Exercise directions:
Copy out all of the records below, swapping "marker" for "dot" wherever it appears and keeping everything else unchanged.

===== Provided records

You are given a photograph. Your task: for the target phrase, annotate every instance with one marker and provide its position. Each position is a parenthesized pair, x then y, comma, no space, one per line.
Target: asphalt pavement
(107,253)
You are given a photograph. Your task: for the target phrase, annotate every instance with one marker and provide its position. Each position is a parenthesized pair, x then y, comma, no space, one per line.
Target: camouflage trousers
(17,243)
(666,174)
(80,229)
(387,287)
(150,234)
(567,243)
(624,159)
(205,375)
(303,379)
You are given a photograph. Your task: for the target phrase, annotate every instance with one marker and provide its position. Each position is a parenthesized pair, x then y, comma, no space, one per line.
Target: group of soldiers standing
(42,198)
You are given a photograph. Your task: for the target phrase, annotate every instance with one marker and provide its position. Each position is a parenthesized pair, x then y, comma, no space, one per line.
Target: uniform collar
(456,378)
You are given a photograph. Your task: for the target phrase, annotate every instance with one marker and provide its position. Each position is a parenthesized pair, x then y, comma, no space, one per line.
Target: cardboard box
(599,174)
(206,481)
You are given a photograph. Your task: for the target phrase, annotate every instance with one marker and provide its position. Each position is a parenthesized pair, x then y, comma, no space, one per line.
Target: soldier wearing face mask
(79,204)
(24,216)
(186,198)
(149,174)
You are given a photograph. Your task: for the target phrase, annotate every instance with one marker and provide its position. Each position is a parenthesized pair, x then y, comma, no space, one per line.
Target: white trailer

==========

Complete output:
You are given a photograph. Your task: for the target phrase, annotate every instance with one dot and provide its position. Each position is a parenthesized pair, x then y, comma, no space, one per line.
Target: asphalt pavement
(107,253)
You are given a photograph. Your task: for the target phrase, annotate every instance with one dot and provide its position. Each position is a parenthesized pair, x then y, comma, no space, one per line.
Target: camouflage trousers
(17,243)
(666,174)
(80,229)
(387,287)
(150,234)
(567,243)
(624,159)
(205,375)
(303,379)
You are given a photograph. Your task: for the target phrase, annotate every instance with one dot and provide its position. Each position is a parenthesized pair, x then y, comma, no space, one per line.
Target: group of soldiers standing
(42,198)
You are given a photograph. Your task: for the target phrase, annotate every instance with one dot and provide its position. Each position is a parenthesized pair, x then y, comma, no space, one per line.
Target: uniform collar
(456,378)
You are given a photograph. Your task: for the target phrase, annotate every instance with one dot and provide its position. Each position is a parenthesized pair, x then y, comma, no space, one per line.
Target: cardboard box
(599,174)
(206,481)
You are given a photograph. Your task: for the target phrase, annotate every instance with one dot and provide its position. Each position is a parenthesized pair, x then y, comma, no space, one per line.
Target: soldier wearing face mask
(79,204)
(24,216)
(186,198)
(149,174)
You are given a photograph. Your task: for the target phrase, annotate every instance with one dot and provide its position. Each position is a parenthesized pair, x then y, comma, no space, one per line.
Target: white trailer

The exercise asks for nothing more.